[DATA UNDER STUDY]

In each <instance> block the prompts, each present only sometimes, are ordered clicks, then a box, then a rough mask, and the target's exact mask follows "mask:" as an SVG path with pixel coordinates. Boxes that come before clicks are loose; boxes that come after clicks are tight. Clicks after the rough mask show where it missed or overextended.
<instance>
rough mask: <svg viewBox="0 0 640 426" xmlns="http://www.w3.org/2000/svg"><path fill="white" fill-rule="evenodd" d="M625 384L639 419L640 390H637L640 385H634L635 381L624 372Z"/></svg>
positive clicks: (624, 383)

[/DATA UNDER STUDY]
[DATA UNDER STUDY]

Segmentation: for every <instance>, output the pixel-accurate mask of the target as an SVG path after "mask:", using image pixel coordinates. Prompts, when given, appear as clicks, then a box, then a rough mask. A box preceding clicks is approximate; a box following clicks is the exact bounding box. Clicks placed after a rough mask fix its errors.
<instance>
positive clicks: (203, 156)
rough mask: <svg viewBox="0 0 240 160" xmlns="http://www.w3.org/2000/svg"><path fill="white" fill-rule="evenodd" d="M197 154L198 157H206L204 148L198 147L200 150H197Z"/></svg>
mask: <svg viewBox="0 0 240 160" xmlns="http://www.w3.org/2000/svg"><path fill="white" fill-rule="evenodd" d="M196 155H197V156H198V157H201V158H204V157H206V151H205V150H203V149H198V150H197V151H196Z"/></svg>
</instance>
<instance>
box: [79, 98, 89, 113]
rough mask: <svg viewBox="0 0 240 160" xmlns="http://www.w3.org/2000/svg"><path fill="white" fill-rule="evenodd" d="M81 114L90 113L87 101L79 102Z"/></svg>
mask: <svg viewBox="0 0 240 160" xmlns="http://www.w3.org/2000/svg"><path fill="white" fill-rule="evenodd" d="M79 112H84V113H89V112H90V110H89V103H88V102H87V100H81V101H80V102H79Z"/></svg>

[/DATA UNDER STUDY]

Count up the lines in the material above that contain the string "positive", then state that figure alone.

* [SOLUTION TO THE EXERCISE] 2